→ About this task:
Would it be possible to write out each entry below exactly, without the pictures?

★ ★ ★ ★ ★

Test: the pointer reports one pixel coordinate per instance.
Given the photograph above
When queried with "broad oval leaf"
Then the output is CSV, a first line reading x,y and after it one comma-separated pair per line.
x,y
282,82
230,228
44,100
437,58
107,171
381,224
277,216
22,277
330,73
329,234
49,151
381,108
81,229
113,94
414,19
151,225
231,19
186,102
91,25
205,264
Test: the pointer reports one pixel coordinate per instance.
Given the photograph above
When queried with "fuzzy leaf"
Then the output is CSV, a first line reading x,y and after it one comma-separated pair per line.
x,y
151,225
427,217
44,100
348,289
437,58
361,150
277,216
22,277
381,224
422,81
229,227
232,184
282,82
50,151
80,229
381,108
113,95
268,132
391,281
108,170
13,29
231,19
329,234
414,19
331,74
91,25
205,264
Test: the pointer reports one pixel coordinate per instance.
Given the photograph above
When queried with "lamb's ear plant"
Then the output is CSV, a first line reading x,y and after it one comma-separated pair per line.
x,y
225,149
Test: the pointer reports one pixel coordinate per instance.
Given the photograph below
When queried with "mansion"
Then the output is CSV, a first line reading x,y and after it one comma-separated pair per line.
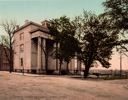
x,y
31,42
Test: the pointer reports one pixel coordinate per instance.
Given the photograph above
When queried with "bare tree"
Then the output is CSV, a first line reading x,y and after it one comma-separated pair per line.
x,y
9,27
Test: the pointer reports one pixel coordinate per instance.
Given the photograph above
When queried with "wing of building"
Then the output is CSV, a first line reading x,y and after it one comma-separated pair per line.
x,y
31,43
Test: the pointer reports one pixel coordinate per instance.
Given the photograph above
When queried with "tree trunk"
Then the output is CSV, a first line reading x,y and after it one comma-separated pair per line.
x,y
11,60
60,68
46,64
67,67
86,71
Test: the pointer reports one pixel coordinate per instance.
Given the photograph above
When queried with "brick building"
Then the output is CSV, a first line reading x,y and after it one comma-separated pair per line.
x,y
31,40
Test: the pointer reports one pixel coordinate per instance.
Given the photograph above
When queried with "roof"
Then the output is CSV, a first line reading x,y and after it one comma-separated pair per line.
x,y
40,27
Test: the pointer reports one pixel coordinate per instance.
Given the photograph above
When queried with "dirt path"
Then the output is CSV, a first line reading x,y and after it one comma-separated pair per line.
x,y
33,87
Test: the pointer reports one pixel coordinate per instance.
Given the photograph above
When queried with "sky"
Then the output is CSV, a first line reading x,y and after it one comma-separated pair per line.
x,y
38,10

★ ★ ★ ★ ★

→ Result of the exercise:
Test: the pointer reports one pixel coordinate per instance.
Given the photograph above
When queried with "broad oval leaf"
Then the output is CSV, a first line reading x,y and after it one comma-separated pair per line.
x,y
282,82
230,228
44,100
437,58
107,171
381,224
277,216
22,277
330,73
329,234
49,151
381,108
81,229
113,94
414,19
151,225
231,19
186,102
91,25
205,264
Test: the pointer reports one pixel coordinate per instance.
Given the photograph above
When queried with "fuzzy leaf"
Then the output is CSV, a first line reading x,y and after it one comma-separated pair per line.
x,y
151,225
427,217
44,100
348,289
437,58
361,150
277,216
22,277
381,224
422,81
229,227
232,184
282,82
50,151
80,229
381,108
113,95
268,132
391,281
108,170
13,29
231,19
329,234
414,19
331,74
91,25
205,264
Test: the pointer reports one pixel coordinate per instance.
Given the photograph above
When queried with "lamb's ear plant"
Then the output is CSV, a first line reading x,y and after it one comma-separated pair per line.
x,y
225,149
Test: the pointer reports one pixel coordinate per instance.
Given the photograph below
When queried with "mansion"
Then the output is CSV, a first line reading x,y and after it one comma-separated pair per line.
x,y
31,42
Test: the pointer reports one pixel coordinate per instance.
Given the photograph above
When queried with "bare tree"
Then the output is CSV, a first line reading x,y and after it one comma-separated pair per line.
x,y
9,27
Test: the pointer reports one pixel coordinate per instance.
Given the photograph above
When queried with "wing of building"
Then the output is CSV, a first line reading x,y and after it one comma-separated pair per line.
x,y
31,43
Test: the pointer reports one pixel coordinate per instance.
Given the photograph above
When queried with "tree trunk"
Then the output is CSV, a first line reading x,y and after it one comma-separated pair per line.
x,y
11,60
60,68
46,64
67,67
86,71
Test: the pointer reports one pixel coordinate per instance.
Given the photograph above
When queried with "brick building"
Then the output is CSV, a first line reading x,y and after it one comma-separated pair per line.
x,y
31,40
Test: the pointer reports one pixel coordinate per instance.
Given the photograph above
When queried with "roof"
Then the output is CSV, a first line reading x,y and after it one comma-separated pair per line.
x,y
40,27
Test: the pointer reports one pixel coordinate per instance.
Given the photograph above
When queried with "dirt path"
Then the output is CSV, a first line reading x,y and after it one comma-separated pair per line.
x,y
33,87
Test: the pointer reports one pixel coordinate per instance.
Given the photograph above
When queried with "sky"
Then the output is CSV, a first line reading x,y and after it one comma-separated pair per line.
x,y
38,10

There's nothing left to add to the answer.